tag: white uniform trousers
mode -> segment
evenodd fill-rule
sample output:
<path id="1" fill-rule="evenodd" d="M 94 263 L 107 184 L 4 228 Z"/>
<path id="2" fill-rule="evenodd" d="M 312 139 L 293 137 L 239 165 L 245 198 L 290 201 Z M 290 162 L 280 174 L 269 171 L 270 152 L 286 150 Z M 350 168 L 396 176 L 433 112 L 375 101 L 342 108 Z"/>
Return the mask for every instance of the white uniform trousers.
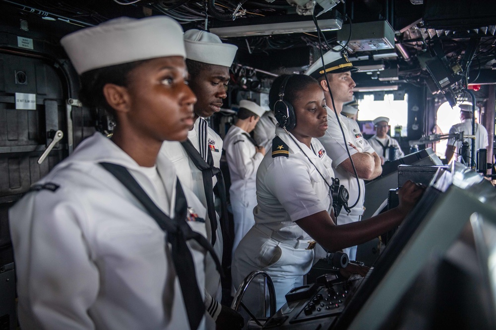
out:
<path id="1" fill-rule="evenodd" d="M 270 237 L 256 226 L 248 232 L 235 254 L 233 284 L 237 289 L 251 272 L 257 270 L 266 272 L 274 284 L 276 307 L 279 309 L 286 303 L 286 294 L 303 285 L 304 276 L 313 264 L 313 250 L 292 247 Z M 244 296 L 246 298 L 243 299 L 244 303 L 250 311 L 256 313 L 255 316 L 260 316 L 263 312 L 263 279 L 260 277 L 257 281 L 251 282 L 249 291 Z"/>

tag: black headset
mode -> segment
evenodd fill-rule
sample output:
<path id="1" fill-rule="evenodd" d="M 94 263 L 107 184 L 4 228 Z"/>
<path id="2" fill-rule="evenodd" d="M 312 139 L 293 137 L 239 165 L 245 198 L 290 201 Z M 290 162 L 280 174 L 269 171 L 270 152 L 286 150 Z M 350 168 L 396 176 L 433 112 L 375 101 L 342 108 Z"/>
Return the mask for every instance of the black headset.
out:
<path id="1" fill-rule="evenodd" d="M 274 104 L 274 116 L 275 117 L 279 127 L 291 131 L 296 126 L 296 115 L 295 109 L 289 102 L 284 100 L 284 92 L 288 81 L 293 76 L 288 75 L 281 83 L 279 89 L 279 99 Z"/>

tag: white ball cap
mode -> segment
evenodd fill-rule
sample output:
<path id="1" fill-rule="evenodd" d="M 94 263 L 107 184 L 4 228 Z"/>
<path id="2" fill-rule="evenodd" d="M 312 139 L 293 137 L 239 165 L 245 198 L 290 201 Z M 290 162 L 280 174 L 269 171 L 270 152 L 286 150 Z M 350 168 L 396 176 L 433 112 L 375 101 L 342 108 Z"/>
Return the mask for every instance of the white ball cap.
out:
<path id="1" fill-rule="evenodd" d="M 387 118 L 387 117 L 378 117 L 373 120 L 372 120 L 372 122 L 373 123 L 373 124 L 374 125 L 376 125 L 381 121 L 385 121 L 386 122 L 386 124 L 389 124 L 389 118 Z"/>
<path id="2" fill-rule="evenodd" d="M 248 101 L 246 99 L 243 99 L 240 101 L 240 107 L 247 109 L 258 117 L 261 117 L 262 115 L 265 113 L 265 110 L 260 105 L 258 105 L 254 102 Z"/>
<path id="3" fill-rule="evenodd" d="M 183 28 L 165 16 L 120 17 L 68 34 L 61 43 L 78 74 L 186 52 Z"/>
<path id="4" fill-rule="evenodd" d="M 230 67 L 238 46 L 223 44 L 220 38 L 207 31 L 192 29 L 185 32 L 186 57 L 208 64 Z"/>

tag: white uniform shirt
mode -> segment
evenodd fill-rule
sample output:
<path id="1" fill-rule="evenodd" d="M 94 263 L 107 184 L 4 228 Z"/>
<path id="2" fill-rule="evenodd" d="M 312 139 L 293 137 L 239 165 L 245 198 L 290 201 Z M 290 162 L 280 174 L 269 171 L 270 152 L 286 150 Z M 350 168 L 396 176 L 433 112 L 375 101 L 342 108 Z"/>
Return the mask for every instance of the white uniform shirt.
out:
<path id="1" fill-rule="evenodd" d="M 194 122 L 193 129 L 189 131 L 187 135 L 188 139 L 197 150 L 199 150 L 198 134 L 199 122 L 199 118 L 197 118 Z M 207 129 L 208 147 L 212 151 L 214 166 L 218 168 L 220 166 L 220 157 L 222 154 L 222 139 L 211 128 L 208 127 Z M 183 186 L 190 189 L 206 206 L 207 201 L 205 198 L 201 171 L 194 166 L 193 161 L 189 159 L 181 145 L 181 142 L 177 141 L 164 141 L 160 149 L 160 153 L 167 156 L 174 163 L 178 176 Z M 213 186 L 217 183 L 217 179 L 213 177 L 212 179 Z"/>
<path id="2" fill-rule="evenodd" d="M 289 146 L 289 157 L 272 158 L 267 152 L 262 161 L 256 174 L 255 222 L 288 239 L 310 239 L 294 222 L 321 211 L 330 214 L 332 200 L 324 180 L 332 184 L 332 161 L 316 139 L 311 140 L 311 150 L 293 137 L 295 143 L 282 129 L 277 128 L 276 134 Z"/>
<path id="3" fill-rule="evenodd" d="M 324 146 L 327 155 L 332 159 L 332 168 L 334 170 L 335 177 L 339 179 L 340 184 L 344 186 L 350 193 L 348 204 L 351 206 L 357 201 L 358 197 L 357 178 L 354 175 L 340 167 L 339 165 L 348 158 L 347 149 L 350 150 L 350 154 L 351 155 L 358 152 L 372 153 L 374 151 L 362 135 L 357 122 L 341 114 L 338 116 L 344 131 L 346 141 L 353 143 L 359 151 L 357 151 L 345 143 L 335 113 L 329 108 L 327 108 L 328 127 L 324 136 L 319 138 L 318 140 Z M 363 214 L 365 184 L 364 180 L 361 179 L 359 179 L 359 181 L 360 185 L 360 196 L 358 203 L 352 209 L 351 213 L 349 214 L 344 210 L 341 212 L 338 217 L 338 224 L 342 225 L 357 221 L 359 220 L 359 216 Z"/>
<path id="4" fill-rule="evenodd" d="M 476 123 L 475 129 L 475 150 L 477 151 L 479 149 L 487 147 L 489 143 L 488 141 L 488 131 L 486 128 L 480 124 Z M 472 119 L 464 119 L 460 124 L 454 125 L 449 129 L 450 134 L 460 132 L 463 132 L 464 135 L 472 135 Z M 468 142 L 470 146 L 469 154 L 471 154 L 470 153 L 470 150 L 472 148 L 472 139 L 464 138 L 463 141 Z M 456 153 L 460 153 L 462 146 L 461 141 L 457 141 L 454 139 L 450 139 L 448 140 L 447 145 L 454 145 L 456 147 Z"/>
<path id="5" fill-rule="evenodd" d="M 166 214 L 174 214 L 176 177 L 165 157 L 159 155 L 157 166 L 172 200 L 160 203 L 153 183 L 117 145 L 99 133 L 84 141 L 40 182 L 58 189 L 29 192 L 10 210 L 21 326 L 187 329 L 165 234 L 100 162 L 125 166 Z M 188 206 L 204 218 L 201 203 L 184 191 Z M 206 235 L 204 223 L 188 224 Z M 188 244 L 203 293 L 205 252 Z"/>
<path id="6" fill-rule="evenodd" d="M 383 157 L 385 161 L 389 160 L 389 149 L 388 147 L 393 145 L 398 148 L 398 152 L 397 154 L 398 158 L 401 158 L 405 156 L 405 154 L 403 153 L 403 150 L 401 150 L 398 141 L 395 139 L 393 139 L 388 135 L 386 135 L 384 143 L 382 143 L 381 140 L 379 138 L 377 138 L 377 135 L 375 134 L 372 138 L 368 140 L 367 141 L 370 144 L 371 146 L 373 148 L 377 154 Z M 381 145 L 380 143 L 382 143 L 382 145 Z M 386 148 L 385 151 L 384 151 L 384 148 L 382 146 L 383 145 Z"/>
<path id="7" fill-rule="evenodd" d="M 277 128 L 276 134 L 287 145 L 289 156 L 273 158 L 267 152 L 258 167 L 256 224 L 234 254 L 232 274 L 237 286 L 254 270 L 266 272 L 272 279 L 279 308 L 285 302 L 284 295 L 303 285 L 304 276 L 324 256 L 317 252 L 323 251 L 318 245 L 307 249 L 313 239 L 294 222 L 322 211 L 330 213 L 332 200 L 325 181 L 331 184 L 333 173 L 332 161 L 317 140 L 312 139 L 309 148 L 293 137 L 294 141 L 282 129 Z M 273 150 L 278 146 L 273 146 Z M 293 245 L 297 240 L 301 246 Z M 257 293 L 252 293 L 245 303 L 250 310 L 257 311 L 262 304 Z"/>
<path id="8" fill-rule="evenodd" d="M 193 129 L 189 131 L 187 135 L 188 139 L 198 151 L 199 150 L 198 141 L 199 135 L 198 133 L 199 123 L 199 118 L 197 118 L 194 122 Z M 208 147 L 212 152 L 214 166 L 218 168 L 220 165 L 220 157 L 222 153 L 222 140 L 213 130 L 208 127 L 207 140 Z M 186 153 L 186 151 L 181 145 L 181 142 L 177 141 L 164 141 L 160 149 L 160 154 L 165 156 L 172 162 L 183 187 L 186 187 L 192 191 L 206 208 L 207 200 L 205 197 L 205 189 L 203 188 L 203 178 L 201 171 L 194 166 L 193 161 L 189 159 L 187 154 Z M 213 187 L 217 183 L 217 178 L 213 177 L 212 178 L 212 186 Z M 213 191 L 212 192 L 212 194 L 213 194 Z M 214 250 L 219 260 L 222 260 L 224 245 L 222 231 L 218 218 L 217 221 L 217 230 L 216 232 L 216 239 L 214 244 Z M 207 238 L 209 241 L 211 242 L 212 230 L 209 221 L 207 221 L 206 227 Z M 210 259 L 210 256 L 207 256 L 207 258 Z M 213 262 L 213 260 L 211 261 Z M 220 275 L 217 272 L 213 262 L 207 263 L 207 278 L 208 279 L 206 287 L 207 292 L 214 298 L 219 300 L 222 294 L 220 289 Z"/>
<path id="9" fill-rule="evenodd" d="M 254 224 L 253 209 L 256 205 L 255 179 L 263 155 L 257 152 L 248 133 L 233 125 L 224 137 L 224 146 L 231 174 L 229 189 L 234 219 L 233 253 L 240 241 Z"/>
<path id="10" fill-rule="evenodd" d="M 260 117 L 253 131 L 253 139 L 258 145 L 261 145 L 266 150 L 270 149 L 272 139 L 276 136 L 276 126 L 277 121 L 274 116 L 274 111 L 265 111 Z"/>
<path id="11" fill-rule="evenodd" d="M 224 137 L 227 164 L 231 174 L 231 195 L 243 196 L 245 192 L 252 191 L 255 196 L 255 179 L 258 165 L 263 155 L 257 152 L 255 146 L 247 137 L 248 133 L 233 125 Z"/>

● What you should do: Reproduce the material verbatim, beginning at the line that contains "tag: black headset" and ending after the line that contains "274 104 L 274".

● Output for this exercise:
tag: black headset
mode -> segment
evenodd fill-rule
sample output:
<path id="1" fill-rule="evenodd" d="M 94 263 L 107 184 L 4 228 Z"/>
<path id="2" fill-rule="evenodd" d="M 312 139 L 293 137 L 239 165 L 245 198 L 290 201 Z M 290 162 L 280 174 L 269 171 L 270 152 L 286 150 Z M 350 168 L 396 176 L 433 112 L 375 101 L 342 108 Z"/>
Return the mask for every instance of the black headset.
out:
<path id="1" fill-rule="evenodd" d="M 274 104 L 274 116 L 275 117 L 279 127 L 291 131 L 296 126 L 296 115 L 295 109 L 289 102 L 284 100 L 284 92 L 288 81 L 293 76 L 288 75 L 281 83 L 279 89 L 279 99 Z"/>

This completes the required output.